> [Task]: Write every line of the material out exactly as shown.
··· Recorded information
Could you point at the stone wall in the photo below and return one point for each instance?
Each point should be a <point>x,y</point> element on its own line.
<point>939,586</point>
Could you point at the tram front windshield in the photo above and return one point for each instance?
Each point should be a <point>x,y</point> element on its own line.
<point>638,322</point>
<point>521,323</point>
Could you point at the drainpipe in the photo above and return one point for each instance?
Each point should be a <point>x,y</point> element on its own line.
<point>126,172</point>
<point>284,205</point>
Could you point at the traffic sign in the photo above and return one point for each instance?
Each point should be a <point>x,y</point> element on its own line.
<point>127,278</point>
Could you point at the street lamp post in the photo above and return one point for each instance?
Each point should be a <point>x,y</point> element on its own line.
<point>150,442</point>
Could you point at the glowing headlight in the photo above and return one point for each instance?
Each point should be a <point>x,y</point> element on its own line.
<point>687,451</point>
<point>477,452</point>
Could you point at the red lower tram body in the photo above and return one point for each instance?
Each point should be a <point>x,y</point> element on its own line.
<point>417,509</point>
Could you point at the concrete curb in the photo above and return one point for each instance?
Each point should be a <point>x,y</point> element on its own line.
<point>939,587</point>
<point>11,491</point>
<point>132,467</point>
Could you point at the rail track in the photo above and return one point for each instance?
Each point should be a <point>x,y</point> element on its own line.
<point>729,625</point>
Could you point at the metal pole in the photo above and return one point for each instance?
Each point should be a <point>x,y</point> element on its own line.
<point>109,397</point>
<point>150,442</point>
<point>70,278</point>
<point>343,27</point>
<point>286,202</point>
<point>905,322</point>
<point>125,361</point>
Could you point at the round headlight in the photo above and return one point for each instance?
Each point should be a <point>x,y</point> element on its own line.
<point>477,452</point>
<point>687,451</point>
······
> [Solution]:
Could you point at the stone wall in the photo below and return one point for each instance?
Each point should be a <point>x,y</point> element on its own line.
<point>939,586</point>
Could you point at the tram front windshield in the photo above and return one point for each instance?
Each point should be a <point>x,y</point> element on its own line.
<point>638,322</point>
<point>521,323</point>
Could you point at the drainpipe in the photo above and return one point for each instance?
Each point should be a <point>x,y</point> element on its own line.
<point>126,172</point>
<point>284,205</point>
Could you point at the traffic sign in the photo above and return one point for each instance?
Each point should be a <point>x,y</point> element on its own line.
<point>127,278</point>
Could you point at the street lamp post in the photo above and return one point for each instance?
Each point should be a <point>x,y</point> element on its own line.
<point>150,442</point>
Could you point at the glowing headlight in the photo above and return one point for each instance?
Each point should be a <point>x,y</point> element on its own line.
<point>687,451</point>
<point>477,452</point>
Could you point at the red lower tram body in the photo above and return one point for each instance?
Each point should be a <point>x,y</point> element on its own line.
<point>417,509</point>
Could you point at the concrete curb in the photo above and return one point for each instance?
Each point should be a <point>x,y</point> element on its own line.
<point>939,587</point>
<point>11,491</point>
<point>132,467</point>
Could you point at the rail track in the photo above and return one point for each instance?
Each point should be a <point>x,y</point> element on its own line.
<point>729,625</point>
Could you point at the metal pole in the photo above and return one point for each instance?
Each point should be a <point>x,y</point> element on its own line.
<point>109,397</point>
<point>150,442</point>
<point>70,278</point>
<point>343,27</point>
<point>286,202</point>
<point>905,322</point>
<point>125,361</point>
Could you point at the round headlight in the photo above and return one point for each instance?
Each point should be a <point>x,y</point> element on its own line.
<point>477,452</point>
<point>687,451</point>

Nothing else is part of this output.